Make an exact copy of each entry, leaving out every picture.
*** Begin section ***
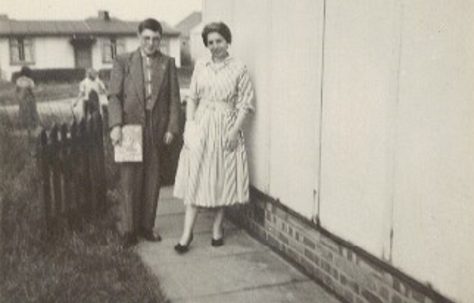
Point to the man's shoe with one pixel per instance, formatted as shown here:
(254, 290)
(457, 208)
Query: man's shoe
(181, 249)
(218, 242)
(151, 236)
(129, 240)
*** End section ***
WRITTEN SOLUTION –
Point to the man's shoe with one pixel per instance, formatted as shown here:
(254, 290)
(457, 208)
Query: man's shoe
(181, 249)
(218, 242)
(151, 236)
(129, 240)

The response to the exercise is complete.